TEXT SEGMENT =

┄┄┄┄┄┄┄┄┄┄┄┄┄┄┄┄┄┄┄┄

By this time the switchboard at SVT, the Swedish terrestrial television service, had resumed normal service. It had been jammed by irate viewers complaining that coverage of Friday's epic opening match between Magnus Norman and Andrea Gaudenzi had been cut off with the Swede serving at 5-4 in the fifth set.
Regional news programmes were shown in place of the dramatic climax to events at the Fila Forum, where Gaudenzi saved a match point and was then forced to retire because of a torn shoulder ligament when serving at 6- 6, 0-30.
This was not the first example of Swedish television pulling the plug on the Davis Cup. The match between Thomas Enqvist and Italy's Renzo Furlan during last year's semi-final was cut for a children's programme, and none of the monumental 1996 final against France in Malmo was shown live.
"It seems that they don't understand what the Davis Cup... means to people," said Jan Francke, president of the Swedish Tennis Federation, who is among the contenders to succeed Brian Tobin as president of the International Tennis Federation next July.
Tobin saw Swedish television's action as part of a wider problem. "We love exciting five-set matches like we had here on the first day," he said. "Great drama, great stuff. Swedish television knocked off in the fifth set and and didn't finish the match because of time constraints. That's not very good from their point of view. But, again, it leads home to the fact that we have to try to contain the matches into some sort of reasonable period."
The Davis Cup Committee is considering a proposal to have three-set singles matches for the first two rounds of the competition and five-set singles matches for the semi-finals and final. The doubles matches - the only contest played on the second day - would continue to be played over five sets.
"We're looking into that proposal [for 2001]," Tobin said. "It's out of deference to the players to some extent, their schedule. It's out of deference to the time people sit, and to the television time you can get."

┄┄┄┄┄┄┄┄┄┄┄┄┄┄┄┄┄┄┄┄

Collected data

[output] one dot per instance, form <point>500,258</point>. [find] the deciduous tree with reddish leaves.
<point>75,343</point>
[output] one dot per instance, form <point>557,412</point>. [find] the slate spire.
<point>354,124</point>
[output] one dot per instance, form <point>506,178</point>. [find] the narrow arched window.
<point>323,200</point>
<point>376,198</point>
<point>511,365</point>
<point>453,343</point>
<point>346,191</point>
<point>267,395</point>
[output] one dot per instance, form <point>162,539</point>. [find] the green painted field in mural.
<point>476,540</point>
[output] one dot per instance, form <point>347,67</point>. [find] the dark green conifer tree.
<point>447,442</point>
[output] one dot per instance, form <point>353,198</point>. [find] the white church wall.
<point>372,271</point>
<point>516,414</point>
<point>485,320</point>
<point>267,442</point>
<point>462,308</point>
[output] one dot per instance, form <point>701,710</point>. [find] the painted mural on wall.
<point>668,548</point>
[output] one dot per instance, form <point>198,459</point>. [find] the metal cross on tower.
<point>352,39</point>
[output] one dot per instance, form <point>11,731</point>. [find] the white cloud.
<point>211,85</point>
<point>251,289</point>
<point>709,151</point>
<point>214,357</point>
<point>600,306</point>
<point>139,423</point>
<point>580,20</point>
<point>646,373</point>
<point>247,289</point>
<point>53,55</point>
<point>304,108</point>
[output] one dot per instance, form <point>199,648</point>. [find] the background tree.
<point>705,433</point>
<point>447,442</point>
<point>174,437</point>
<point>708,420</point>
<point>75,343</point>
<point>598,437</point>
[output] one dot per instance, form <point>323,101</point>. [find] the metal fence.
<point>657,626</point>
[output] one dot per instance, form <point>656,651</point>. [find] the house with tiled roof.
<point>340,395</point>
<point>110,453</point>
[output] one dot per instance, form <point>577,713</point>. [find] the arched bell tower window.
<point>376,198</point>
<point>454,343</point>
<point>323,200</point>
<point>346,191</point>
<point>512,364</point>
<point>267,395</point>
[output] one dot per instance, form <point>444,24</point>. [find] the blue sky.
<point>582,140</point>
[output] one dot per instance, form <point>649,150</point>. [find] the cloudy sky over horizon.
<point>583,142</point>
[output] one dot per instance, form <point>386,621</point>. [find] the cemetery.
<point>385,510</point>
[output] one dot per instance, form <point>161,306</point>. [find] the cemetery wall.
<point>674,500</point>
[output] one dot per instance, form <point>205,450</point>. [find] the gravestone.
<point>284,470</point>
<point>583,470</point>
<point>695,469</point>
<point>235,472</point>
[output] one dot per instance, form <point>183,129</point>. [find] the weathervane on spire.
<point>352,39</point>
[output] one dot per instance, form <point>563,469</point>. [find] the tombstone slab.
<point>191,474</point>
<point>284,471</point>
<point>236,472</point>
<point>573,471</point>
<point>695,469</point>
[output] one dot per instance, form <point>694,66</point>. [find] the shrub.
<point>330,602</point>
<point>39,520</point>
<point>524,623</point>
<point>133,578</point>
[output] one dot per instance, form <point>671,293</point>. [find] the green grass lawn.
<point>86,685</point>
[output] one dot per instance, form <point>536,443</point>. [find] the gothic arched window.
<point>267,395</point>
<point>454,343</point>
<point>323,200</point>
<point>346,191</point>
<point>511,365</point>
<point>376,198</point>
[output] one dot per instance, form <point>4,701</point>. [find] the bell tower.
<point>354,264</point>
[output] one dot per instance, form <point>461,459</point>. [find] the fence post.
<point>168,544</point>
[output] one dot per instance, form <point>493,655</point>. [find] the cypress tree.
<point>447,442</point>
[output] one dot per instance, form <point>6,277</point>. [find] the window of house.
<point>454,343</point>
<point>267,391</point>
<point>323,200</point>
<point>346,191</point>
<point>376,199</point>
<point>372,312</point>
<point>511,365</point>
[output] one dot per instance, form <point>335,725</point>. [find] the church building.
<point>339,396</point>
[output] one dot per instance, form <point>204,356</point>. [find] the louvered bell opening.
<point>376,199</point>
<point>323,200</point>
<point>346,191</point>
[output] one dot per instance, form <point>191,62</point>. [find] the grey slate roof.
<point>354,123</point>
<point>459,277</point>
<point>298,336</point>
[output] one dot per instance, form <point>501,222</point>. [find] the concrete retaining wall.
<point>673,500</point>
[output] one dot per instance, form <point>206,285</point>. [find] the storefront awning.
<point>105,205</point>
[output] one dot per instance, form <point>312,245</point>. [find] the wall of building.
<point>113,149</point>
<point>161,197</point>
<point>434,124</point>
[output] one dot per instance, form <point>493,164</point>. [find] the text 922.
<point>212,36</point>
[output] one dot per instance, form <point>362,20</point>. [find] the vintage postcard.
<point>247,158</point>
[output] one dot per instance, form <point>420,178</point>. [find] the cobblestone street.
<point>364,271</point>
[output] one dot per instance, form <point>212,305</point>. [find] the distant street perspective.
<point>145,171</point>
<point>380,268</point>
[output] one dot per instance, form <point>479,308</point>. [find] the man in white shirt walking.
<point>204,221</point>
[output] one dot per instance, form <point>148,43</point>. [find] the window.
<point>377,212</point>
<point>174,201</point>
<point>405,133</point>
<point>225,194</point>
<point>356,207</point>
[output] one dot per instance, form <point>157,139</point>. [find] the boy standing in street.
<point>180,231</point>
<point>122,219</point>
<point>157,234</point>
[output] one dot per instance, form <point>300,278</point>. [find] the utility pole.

┄┄┄┄┄┄┄┄┄┄┄┄┄┄┄┄┄┄┄┄

TO BE DONE =
a) In the Davis Cup article, condense the paragraph beginning "The Davis Cup Committee is considering" into a short bulleted list that keeps its main facts.
b) Answer these questions from the Davis Cup article, one per line:
(i) Which two players contested Friday's opening match?
(ii) What did Swedish television show in place of that match's climax?
(iii) Who is the president of the Swedish Tennis Federation?
c) In the Davis Cup article, write out everything from "Regional news programmes" down to "6- 6, 0-30." again, substituting "Weather reports" for "Regional news programmes".
The collected data shown above are separate material, unrelated to the article.

CORRECT ANSWERS =
a)
- The Davis Cup Committee is weighing a proposal for three-set singles matches in the first two rounds.
- Singles in the semi-finals and final would stay at five sets.
- Doubles, the only contest on the second day, would still be played over five sets.

b)
(i) Magnus Norman and Andrea Gaudenzi.
(ii) Regional news programmes.
(iii) Jan Francke.

c)
Weather reports were shown in place of the dramatic climax to events at the Fila Forum, where Gaudenzi saved a match point and was then forced to retire because of a torn shoulder ligament when serving at 6- 6, 0-30.